What you have to do = Render every line below as a numbered list, omitting blank lines.

Source data =
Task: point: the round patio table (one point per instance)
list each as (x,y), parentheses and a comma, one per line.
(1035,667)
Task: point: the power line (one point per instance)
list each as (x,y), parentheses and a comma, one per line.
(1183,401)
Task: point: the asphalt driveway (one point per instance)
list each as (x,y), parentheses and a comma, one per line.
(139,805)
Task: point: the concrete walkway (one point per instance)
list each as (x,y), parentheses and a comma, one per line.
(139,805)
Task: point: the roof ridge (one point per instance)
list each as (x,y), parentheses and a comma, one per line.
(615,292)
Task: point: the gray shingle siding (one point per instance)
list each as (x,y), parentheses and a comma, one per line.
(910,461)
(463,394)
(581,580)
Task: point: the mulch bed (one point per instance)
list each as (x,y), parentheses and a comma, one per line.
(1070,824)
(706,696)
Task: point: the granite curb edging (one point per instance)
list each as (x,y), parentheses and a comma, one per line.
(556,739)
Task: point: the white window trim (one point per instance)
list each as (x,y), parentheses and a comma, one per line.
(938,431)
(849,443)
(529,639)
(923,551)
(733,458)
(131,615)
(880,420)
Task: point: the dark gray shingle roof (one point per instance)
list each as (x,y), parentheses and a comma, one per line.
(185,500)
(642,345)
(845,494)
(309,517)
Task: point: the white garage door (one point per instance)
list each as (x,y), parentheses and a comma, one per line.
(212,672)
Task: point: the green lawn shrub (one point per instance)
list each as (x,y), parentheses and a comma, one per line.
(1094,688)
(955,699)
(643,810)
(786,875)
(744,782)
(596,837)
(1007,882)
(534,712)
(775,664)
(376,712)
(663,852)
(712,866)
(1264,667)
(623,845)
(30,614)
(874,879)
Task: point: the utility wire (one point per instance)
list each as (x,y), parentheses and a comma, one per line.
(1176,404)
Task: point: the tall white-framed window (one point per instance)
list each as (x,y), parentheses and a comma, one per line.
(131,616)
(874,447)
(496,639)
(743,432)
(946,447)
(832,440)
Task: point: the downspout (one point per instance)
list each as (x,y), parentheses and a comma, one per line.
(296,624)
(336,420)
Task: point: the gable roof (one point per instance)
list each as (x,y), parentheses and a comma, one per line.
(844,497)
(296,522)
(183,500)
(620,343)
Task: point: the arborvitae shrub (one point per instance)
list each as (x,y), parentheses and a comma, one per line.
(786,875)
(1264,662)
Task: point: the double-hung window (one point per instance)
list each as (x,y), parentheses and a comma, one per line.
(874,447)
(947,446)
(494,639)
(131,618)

Written answer =
1. Task: point: the round patio table (one point per instance)
2. list each as (x,y), parentheses and a comma, one per line.
3. (1035,667)
4. Task: point: the power line (one point per instance)
5. list each as (x,y), parentheses and a comma, one per line.
6. (1183,401)
7. Task: point: the asphalt driveway (one point per instance)
8. list each as (x,y), parentheses and a comma, one per line.
9. (139,805)
10. Task: point: the concrete walkway (one point per instance)
11. list each as (x,y), parentheses and a comma, one per line.
12. (139,805)
13. Task: point: the roof ridge (one point per instance)
14. list each as (x,y), parentheses and a comma, one per line.
15. (615,292)
16. Task: point: the gray shingle siding (one point per instance)
17. list each as (x,y), parentheses and a comma, one per line.
18. (910,461)
19. (463,394)
20. (581,580)
21. Task: point: the mulch bed (one point per instance)
22. list each as (x,y), parentheses and a comma, one per line.
23. (1070,824)
24. (706,696)
25. Task: point: the granite curb edging (one point per instance)
26. list each as (x,y), parentheses and a comma, one per line.
27. (556,739)
28. Task: point: the white window trim (one point per instance)
29. list each as (x,y), parentheses and a comma, one per line.
30. (938,431)
31. (849,443)
32. (529,639)
33. (923,551)
34. (733,458)
35. (131,615)
36. (880,420)
37. Task: point: the dark gray shingle roof (one point per instance)
38. list each as (x,y), parentheses and a comma, one per line.
39. (185,500)
40. (642,345)
41. (845,494)
42. (309,517)
43. Task: point: the white garage door (one point per instance)
44. list each as (x,y), parentheses and a comma, one per line.
45. (212,672)
46. Task: point: the green lawn shrub (one point per instance)
47. list each as (x,y), parentheses and a comma, one per line.
48. (1094,688)
49. (955,699)
50. (643,810)
51. (786,875)
52. (744,782)
53. (596,837)
54. (1007,882)
55. (534,712)
56. (775,664)
57. (376,712)
58. (663,852)
59. (712,866)
60. (1264,667)
61. (623,845)
62. (30,614)
63. (874,879)
64. Task: point: the utility wire (one point per instance)
65. list each as (x,y), parentheses and a comma, one per line.
66. (1176,404)
67. Task: point: the tall white-framed window (one point per instance)
68. list each as (x,y), parentheses and a comma, one per line.
69. (131,616)
70. (874,447)
71. (496,639)
72. (743,432)
73. (946,447)
74. (832,440)
75. Task: point: the downspout (one point per instance)
76. list each as (x,y), parentheses and a comma, one per line.
77. (296,624)
78. (336,420)
79. Task: point: the gable roof (one point per instance)
80. list each as (x,y), parentheses and a comma, one per line.
81. (844,497)
82. (296,522)
83. (183,500)
84. (620,343)
85. Task: point: the arborvitae shrub (one point per instance)
86. list each as (x,y), parentheses and a comma, one per line.
87. (786,875)
88. (1264,662)
89. Task: point: the double-hung window (one point per instance)
90. list each as (x,y), parentheses and a comma, one per line.
91. (874,447)
92. (947,446)
93. (494,639)
94. (131,618)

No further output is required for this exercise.